- [WRITTEN PROBLEM 1]: Shift every coordinate in the answer points up by 111 as you write out all the rows in the span that opens with the row containing "For the benchmark, point out every instance of the waterfall" and closes with the row containing "point(962, 470)". Keep every other line in that span unchanged, including the sample points.
---------- SELECTED EXTRACT ----------
BRETT FRENCH | bfrench@billingsgazette.com

The allure of finding gold in Paradise Valley’s Mill Creek attracted placer miners to the stream as soon as the western boundary of the Crow Reservation was reduced by the federal government in 1882.

The tribe sold the land, which included much of the historic mining areas near Yellowstone National Park and the Absaroka and Beartooth mountains, under pressure from ranchers and railroad executives. It was the second large reduction of the reservation. By the following year, 30 mining claims had been filed along Mill Creek.

“The water rights of Mill Creek have also been secured, and now these rich placers, so long locked up in the embrace of the dry old gulch, may be worked and made to yield to the world’s demands for gold,” The Bozeman Courier extolled in an April 26, 1883, article.

More than 140 years later, the Yellowstone River tributary is being manipulated again, this time to benefit native cutthroat trout.

Breaking down the berm

This summer, Trout Unlimited is proposing to complete the second phase of work to create better fish spawning and rearing habitat on the stream near the boundary of the Custer Gallatin National Forest. The agency, along with Montana Fish, Wildlife & Parks and the owner of the 5 Bar 6 Ranch, are partners to the work.

“We’re going to remove parts of a berm in strategic locations to try to open up access to the historic flood plain, improve habitat quality and add some large wood structures to the creek,” explained Ashley Brubaker, a project manager for Trout Unlimited based in Bozeman.

Right now, that 3/4-mile stretch of water is a long, shallow riffle, lacking pools where fish can hide.

“We’ll improve the number of pools and log jam-type structures, since those are really great for fish, for calm water holding areas and also for cover from overhead predators,” Brubaker said.

Last year, TU and its partners completed a similar project along a quarter-mile just upstream, building 10 large log jams. In 2023, fake log jams were installed on the creek as a proof of concept, to see how they would hold up to high water flows during spring runoff, Brubaker explained.
----------
- [WRITTEN PROBLEM 2]: Reproduce the article on the Mill Creek trout habitat work word for word.
---------- INPUT DATA ----------
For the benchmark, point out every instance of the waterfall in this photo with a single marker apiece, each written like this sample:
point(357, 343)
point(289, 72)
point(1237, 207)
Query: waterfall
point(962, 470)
----------
---------- INPUT DATA ----------
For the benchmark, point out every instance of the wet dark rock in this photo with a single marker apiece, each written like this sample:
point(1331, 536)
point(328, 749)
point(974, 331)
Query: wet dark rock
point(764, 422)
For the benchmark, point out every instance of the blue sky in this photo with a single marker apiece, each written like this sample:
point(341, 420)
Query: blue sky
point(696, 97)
----------
---------- INPUT DATA ----------
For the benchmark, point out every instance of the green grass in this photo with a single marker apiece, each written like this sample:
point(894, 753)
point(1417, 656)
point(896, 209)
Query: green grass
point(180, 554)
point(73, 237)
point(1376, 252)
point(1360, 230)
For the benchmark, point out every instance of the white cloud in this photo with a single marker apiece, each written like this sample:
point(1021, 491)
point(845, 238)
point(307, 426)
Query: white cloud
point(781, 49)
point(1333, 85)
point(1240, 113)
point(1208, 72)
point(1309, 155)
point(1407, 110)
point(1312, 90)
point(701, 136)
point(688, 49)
----------
- [EXERCISE ANSWER 1]:
For the benchmark, point out every instance of the waterfall in this photo with a single marker apiece, each written like this sample:
point(357, 343)
point(289, 72)
point(1237, 207)
Query: waterfall
point(1073, 581)

- [EXERCISE ANSWER 2]:
BRETT FRENCH | bfrench@billingsgazette.com

The allure of finding gold in Paradise Valley’s Mill Creek attracted placer miners to the stream as soon as the western boundary of the Crow Reservation was reduced by the federal government in 1882.

The tribe sold the land, which included much of the historic mining areas near Yellowstone National Park and the Absaroka and Beartooth mountains, under pressure from ranchers and railroad executives. It was the second large reduction of the reservation. By the following year, 30 mining claims had been filed along Mill Creek.

“The water rights of Mill Creek have also been secured, and now these rich placers, so long locked up in the embrace of the dry old gulch, may be worked and made to yield to the world’s demands for gold,” The Bozeman Courier extolled in an April 26, 1883, article.

More than 140 years later, the Yellowstone River tributary is being manipulated again, this time to benefit native cutthroat trout.

Breaking down the berm

This summer, Trout Unlimited is proposing to complete the second phase of work to create better fish spawning and rearing habitat on the stream near the boundary of the Custer Gallatin National Forest. The agency, along with Montana Fish, Wildlife & Parks and the owner of the 5 Bar 6 Ranch, are partners to the work.

“We’re going to remove parts of a berm in strategic locations to try to open up access to the historic flood plain, improve habitat quality and add some large wood structures to the creek,” explained Ashley Brubaker, a project manager for Trout Unlimited based in Bozeman.

Right now, that 3/4-mile stretch of water is a long, shallow riffle, lacking pools where fish can hide.

“We’ll improve the number of pools and log jam-type structures, since those are really great for fish, for calm water holding areas and also for cover from overhead predators,” Brubaker said.

Last year, TU and its partners completed a similar project along a quarter-mile just upstream, building 10 large log jams. In 2023, fake log jams were installed on the creek as a proof of concept, to see how they would hold up to high water flows during spring runoff, Brubaker explained.